Nothing but the lines from the one that contains "For each instance, imagine" to the end of the records should be printed, both ends included, exactly as given.

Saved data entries
..............................

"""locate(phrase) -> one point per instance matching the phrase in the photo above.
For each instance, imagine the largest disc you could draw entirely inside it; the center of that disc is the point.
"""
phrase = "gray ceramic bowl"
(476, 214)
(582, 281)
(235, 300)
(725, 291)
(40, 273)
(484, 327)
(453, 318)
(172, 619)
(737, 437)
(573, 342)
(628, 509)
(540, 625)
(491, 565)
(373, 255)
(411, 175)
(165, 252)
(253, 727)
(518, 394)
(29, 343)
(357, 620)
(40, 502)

..............................

THE COMPLETED TASK
For each instance, imagine the largest disc you could draw entirely inside it; the center of that disc is the point.
"""
phrase = "gray ceramic bowl"
(476, 214)
(582, 281)
(235, 300)
(725, 291)
(40, 273)
(484, 327)
(453, 318)
(172, 619)
(737, 437)
(573, 342)
(628, 509)
(540, 625)
(491, 565)
(373, 255)
(411, 175)
(165, 252)
(253, 727)
(518, 394)
(29, 343)
(357, 620)
(40, 502)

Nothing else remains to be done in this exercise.